*EXTRACTED TEXT:*
6

What I know

I know that returning a const reference of a temporary object is ok! (like this example:)

class A {
public:
  virtual const A& clone () { return (A()); }
  virtual std::string name() const { return ("A"); }
};

Returning temporary object and binding to const reference

But!

If I would want to do that, It is still correct:

class B : public A {
public:
  virtual const A& clone () { return (B()); }
  virtual std::string name() const { return ("B"); }
};

I would think yes, but in execution time, the returned object is still considered as a A object (like in this example:)

main.cpp

#include <iostream>
#include <string>
int main() {
  B bb;
  A* aa = &bb;

  std::cout << aa->clone().name() << std::endl;
}

output

valgrind ./a.out
==14106== Use of uninitialised value of size 8
==14106==    at 0x401BF9: main (main.cpp:8)
==14106==  Uninitialised value was created by a stack allocation
==14106==    at 0x401BF2: main (main.cpp:8)
B

It's a B.. yay.. but this warning is quite horrifing....

Edit

Thanks to you i know see my error... but i would want to know some other things about it...

When this is executed, what exactly in the stack is happening?

*RECORDS TO PROCESS:*
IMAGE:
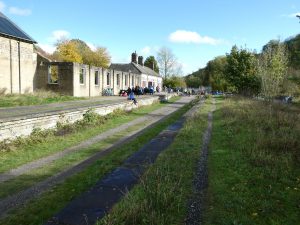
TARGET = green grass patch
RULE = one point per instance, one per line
(39, 210)
(254, 164)
(34, 176)
(163, 193)
(36, 98)
(44, 143)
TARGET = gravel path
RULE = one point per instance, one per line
(22, 197)
(196, 204)
(148, 119)
(33, 110)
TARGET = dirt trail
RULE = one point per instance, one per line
(196, 204)
(22, 197)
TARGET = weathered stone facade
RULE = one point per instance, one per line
(18, 63)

*CHALLENGE A:* Repeat the part of the forum thread that opens with the words containing "If I would want" and closes with "in this example:)".
*CHALLENGE B:* Format the part of the records that opens with the line containing "TARGET = gravel path" and runs through the end of the records as a Markdown table with the columns Nr and Line, giving each row a number and omitting blank lines.
The records have no connection to the forum thread above.

*FULL ANSWER A:*
If I would want to do that, It is still correct:

class B : public A {
public:
  virtual const A& clone () { return (B()); }
  virtual std::string name() const { return ("B"); }
};

I would think yes, but in execution time, the returned object is still considered as a A object (like in this example:)

*FULL ANSWER B:*
| Nr | Line |
|---|---|
| 1 | TARGET = gravel path |
| 2 | RULE = one point per instance, one per line |
| 3 | (22, 197) |
| 4 | (196, 204) |
| 5 | (148, 119) |
| 6 | (33, 110) |
| 7 | TARGET = dirt trail |
| 8 | RULE = one point per instance, one per line |
| 9 | (196, 204) |
| 10 | (22, 197) |
| 11 | TARGET = weathered stone facade |
| 12 | RULE = one point per instance, one per line |
| 13 | (18, 63) |